- [To be done]
1. Translate this sentence from the text on home-buyer budgeting into Spanish: "Lenders will approve borrowers up to roughly 40% of gross income for mortgage payments."
2. Write the next part of the text on home-buyer budgeting, picking up after its last sentence.

- [Document extract]

--------------------------------

We also work with buyers to establish a realistic comfort budget separate from their maximum qualifying amount. Lenders will approve borrowers up to roughly 40% of gross income for mortgage payments. That leaves only about 20% of pre-tax income for all non-housing costs — groceries, transportation, childcare, savings, and discretionary spending. In our experience, buyers who borrow at or near their maximum qualification threshold with a 30-year amortization carry meaningful financial fragility that a moderate income disruption can expose. The step-by-step buyer process is covered in depth in our first-time buyer guide for Burnaby in 2026.

Buyer Checklist: Preparing Your Finances Before You Start

  1. Get a full pre-approval — not a pre-qualification — with a licensed mortgage broker before viewing properties above $700K.
  2. Calculate your comfort payment at today's rate and again at today's rate plus 1.5% to test rate sensitivity.

--------------------------------

- [Dataset excerpts]
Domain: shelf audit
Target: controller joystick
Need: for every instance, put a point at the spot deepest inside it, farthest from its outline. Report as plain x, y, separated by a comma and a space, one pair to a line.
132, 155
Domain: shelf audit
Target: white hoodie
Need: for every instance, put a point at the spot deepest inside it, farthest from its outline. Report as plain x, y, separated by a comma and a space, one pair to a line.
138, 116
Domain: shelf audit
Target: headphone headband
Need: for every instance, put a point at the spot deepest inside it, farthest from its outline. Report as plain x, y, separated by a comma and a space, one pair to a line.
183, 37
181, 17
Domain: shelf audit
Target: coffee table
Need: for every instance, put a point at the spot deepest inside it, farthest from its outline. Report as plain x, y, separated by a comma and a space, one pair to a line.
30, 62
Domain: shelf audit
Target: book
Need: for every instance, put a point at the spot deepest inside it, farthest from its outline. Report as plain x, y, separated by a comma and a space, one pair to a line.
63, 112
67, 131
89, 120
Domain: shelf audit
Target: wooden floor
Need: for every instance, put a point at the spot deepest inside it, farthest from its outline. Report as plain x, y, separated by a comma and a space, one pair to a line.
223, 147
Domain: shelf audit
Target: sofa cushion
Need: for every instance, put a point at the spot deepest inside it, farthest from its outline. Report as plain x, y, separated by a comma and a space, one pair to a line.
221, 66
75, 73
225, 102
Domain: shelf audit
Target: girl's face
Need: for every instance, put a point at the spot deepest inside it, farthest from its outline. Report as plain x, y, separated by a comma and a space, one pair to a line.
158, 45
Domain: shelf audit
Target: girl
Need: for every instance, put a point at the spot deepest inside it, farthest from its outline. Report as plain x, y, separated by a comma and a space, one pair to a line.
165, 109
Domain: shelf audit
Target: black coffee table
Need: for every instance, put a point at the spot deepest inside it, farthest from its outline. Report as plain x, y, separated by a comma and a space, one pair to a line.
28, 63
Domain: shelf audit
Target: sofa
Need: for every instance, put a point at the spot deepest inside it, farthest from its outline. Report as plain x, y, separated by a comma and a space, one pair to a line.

--------------------------------

- [Task-by-task outputs]
1. Los prestamistas aprobarán a los prestatarios hasta aproximadamente el 40 % de sus ingresos brutos para los pagos hipotecarios.

2.
  3. Confirm whether you qualify for an insured mortgage under the new $1.5M cap and what CMHC premium will be added to your balance.
  4. Budget all closing costs — property transfer tax, legal fees, title insurance, and any strata adjustments — separately from your down payment. See the full breakdown in the Burnaby closing costs guide.
  5. Ask your lender to show the 25-year versus 30-year amortization comparison — both the monthly payment difference and the total interest difference over the full term.
  6. Identify your debt service ratio including any existing car loans, student loans, or lines of credit before your pre-approval appointment.
  7. Understand whether your target property is strata, and confirm that strata fees are included in the lender's GDS calculation.

What We Commonly See

Buyers confuse maximum approval with realistic budget. In our experience, buyers who receive a $1.3M pre-approval and immediately search for properties at that ceiling often discover after a few months that the monthly payment leaves them unable to maintain savings or absorb unexpected expenses. The number on the approval letter represents a lender's risk ceiling — not a recommended spending target.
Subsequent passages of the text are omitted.